● **WORK REQUIRED**
Set the material down again exactly, line by line, skipping each picture.

● **ENTRIES SUPPLIED**
####################

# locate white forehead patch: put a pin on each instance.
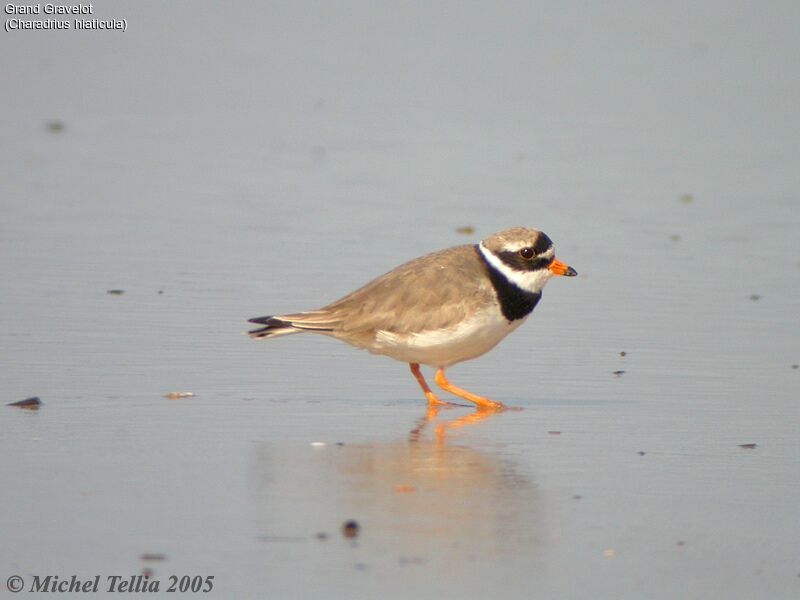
(531, 281)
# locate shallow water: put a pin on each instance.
(219, 177)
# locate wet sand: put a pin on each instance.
(213, 180)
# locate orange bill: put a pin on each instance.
(558, 268)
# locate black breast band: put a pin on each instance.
(515, 303)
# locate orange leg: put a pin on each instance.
(432, 399)
(480, 401)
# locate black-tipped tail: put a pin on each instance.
(273, 326)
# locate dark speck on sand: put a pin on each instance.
(32, 403)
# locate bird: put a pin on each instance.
(439, 309)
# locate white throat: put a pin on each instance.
(531, 281)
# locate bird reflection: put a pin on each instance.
(428, 498)
(432, 413)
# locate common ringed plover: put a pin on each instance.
(439, 309)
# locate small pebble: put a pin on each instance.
(55, 126)
(350, 529)
(32, 403)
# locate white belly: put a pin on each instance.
(445, 347)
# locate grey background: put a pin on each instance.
(266, 157)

####################

● **YOUR RESPONSE**
# locate white forehead patch: put a pin on each instance.
(531, 281)
# locate shallow water: put a pin on each instance.
(219, 177)
# locate wet sand: put a pin on each instance.
(213, 180)
# locate orange bill: put a pin on each instance.
(558, 268)
# locate black breast band: put a pin on each instance.
(515, 303)
# locate orange leg: put a pin on each instance.
(432, 399)
(480, 401)
# locate black-tipped tail: put a pin on each instance.
(273, 326)
# locate dark speck on sand: put a pin on each instance.
(32, 403)
# locate bird: put a pin on each instance.
(439, 309)
# locate white throat: put a pin on each instance.
(531, 281)
# locate bird reflection: put a pin on each instance.
(428, 498)
(432, 413)
# locate common ringed plover: put a pin on each instance.
(439, 309)
# locate small pebble: put a pin on each instance.
(55, 126)
(350, 529)
(32, 403)
# locate white belly: put a pin on each instance.
(445, 347)
# locate grey background: put a pin on each instance.
(266, 157)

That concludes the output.